Problem ::
Pick out every line in the items below that contains the string "road", and copy each such line in full.
☆ ☆ ☆
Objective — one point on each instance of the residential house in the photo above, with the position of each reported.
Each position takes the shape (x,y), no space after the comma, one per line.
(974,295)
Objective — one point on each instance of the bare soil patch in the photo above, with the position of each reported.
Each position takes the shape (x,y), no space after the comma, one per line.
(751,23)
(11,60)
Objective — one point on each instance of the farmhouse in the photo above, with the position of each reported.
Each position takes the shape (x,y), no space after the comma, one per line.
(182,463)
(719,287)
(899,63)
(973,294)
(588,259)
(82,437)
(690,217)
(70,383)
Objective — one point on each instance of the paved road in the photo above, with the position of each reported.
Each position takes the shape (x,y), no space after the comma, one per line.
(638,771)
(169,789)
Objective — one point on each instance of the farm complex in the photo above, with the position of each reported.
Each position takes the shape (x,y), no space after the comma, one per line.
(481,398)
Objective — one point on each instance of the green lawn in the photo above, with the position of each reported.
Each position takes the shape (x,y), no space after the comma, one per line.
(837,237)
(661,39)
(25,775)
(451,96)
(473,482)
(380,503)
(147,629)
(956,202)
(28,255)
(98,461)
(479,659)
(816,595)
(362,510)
☆ ☆ ☆
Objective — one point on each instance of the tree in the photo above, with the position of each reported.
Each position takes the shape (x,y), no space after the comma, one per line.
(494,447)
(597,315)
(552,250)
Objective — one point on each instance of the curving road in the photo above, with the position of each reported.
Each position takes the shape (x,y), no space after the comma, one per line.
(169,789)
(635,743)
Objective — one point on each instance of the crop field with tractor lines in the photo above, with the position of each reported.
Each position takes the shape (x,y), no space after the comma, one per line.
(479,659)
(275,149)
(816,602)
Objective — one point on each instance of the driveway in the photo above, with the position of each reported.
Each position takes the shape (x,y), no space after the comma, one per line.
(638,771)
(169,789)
☆ ☆ ☆
Exercise result ::
Objective — one point on each instance of the paved road in the photo above, with the position of each reported.
Objective — one point on each instance of the curving road in the photo above, with the position of each reported.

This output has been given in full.